| Required work |
Return each row below that contains the word "ceiling", copying it in full.

** Start Provided entries **

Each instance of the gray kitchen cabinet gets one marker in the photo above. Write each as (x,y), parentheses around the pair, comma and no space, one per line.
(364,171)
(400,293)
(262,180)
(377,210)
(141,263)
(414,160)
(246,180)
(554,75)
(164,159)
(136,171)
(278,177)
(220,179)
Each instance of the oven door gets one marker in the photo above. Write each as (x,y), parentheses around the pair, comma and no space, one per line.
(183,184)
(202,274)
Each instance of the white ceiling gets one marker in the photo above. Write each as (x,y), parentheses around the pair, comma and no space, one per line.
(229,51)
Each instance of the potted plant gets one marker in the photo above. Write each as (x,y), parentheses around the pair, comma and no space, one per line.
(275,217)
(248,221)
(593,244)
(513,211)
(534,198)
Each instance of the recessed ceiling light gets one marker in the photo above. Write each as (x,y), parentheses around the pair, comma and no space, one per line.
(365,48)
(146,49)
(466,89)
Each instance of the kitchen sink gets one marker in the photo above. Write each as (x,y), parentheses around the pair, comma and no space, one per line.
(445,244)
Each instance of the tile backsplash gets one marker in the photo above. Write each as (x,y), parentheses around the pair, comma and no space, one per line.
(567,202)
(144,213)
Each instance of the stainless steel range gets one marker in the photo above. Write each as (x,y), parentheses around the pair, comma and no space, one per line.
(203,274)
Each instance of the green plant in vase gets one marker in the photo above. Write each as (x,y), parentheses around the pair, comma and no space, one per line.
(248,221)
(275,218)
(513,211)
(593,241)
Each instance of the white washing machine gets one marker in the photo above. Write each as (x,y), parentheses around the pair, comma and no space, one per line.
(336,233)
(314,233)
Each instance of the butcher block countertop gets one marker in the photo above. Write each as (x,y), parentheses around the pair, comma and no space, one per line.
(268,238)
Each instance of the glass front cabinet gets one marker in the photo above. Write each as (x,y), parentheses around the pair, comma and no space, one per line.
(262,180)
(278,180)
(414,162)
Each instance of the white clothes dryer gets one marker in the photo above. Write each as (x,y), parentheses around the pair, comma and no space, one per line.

** End Provided entries **
** Start Provided entries **

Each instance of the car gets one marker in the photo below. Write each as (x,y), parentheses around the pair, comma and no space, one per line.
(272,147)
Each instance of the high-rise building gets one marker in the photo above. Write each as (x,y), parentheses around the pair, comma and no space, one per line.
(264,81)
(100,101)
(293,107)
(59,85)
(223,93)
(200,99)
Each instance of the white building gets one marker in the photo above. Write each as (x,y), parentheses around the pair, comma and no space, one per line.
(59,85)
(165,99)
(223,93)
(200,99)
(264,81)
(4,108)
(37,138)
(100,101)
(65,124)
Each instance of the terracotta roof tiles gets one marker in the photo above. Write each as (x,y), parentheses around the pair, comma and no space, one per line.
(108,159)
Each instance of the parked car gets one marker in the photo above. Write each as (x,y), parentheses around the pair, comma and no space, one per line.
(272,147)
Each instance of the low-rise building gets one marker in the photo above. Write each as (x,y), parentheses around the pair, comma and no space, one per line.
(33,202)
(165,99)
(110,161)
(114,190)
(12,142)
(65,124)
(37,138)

** End Provided entries **

| Full solution |
Each instance of the white ceiling gets one marker in the photo above. Write each as (x,y), parentheses around the pair, comma and no space, one per line.
Each instance of the recessed ceiling light gets one marker in the photo above. Write each as (x,y), parentheses around the pair, comma and no space, one per line.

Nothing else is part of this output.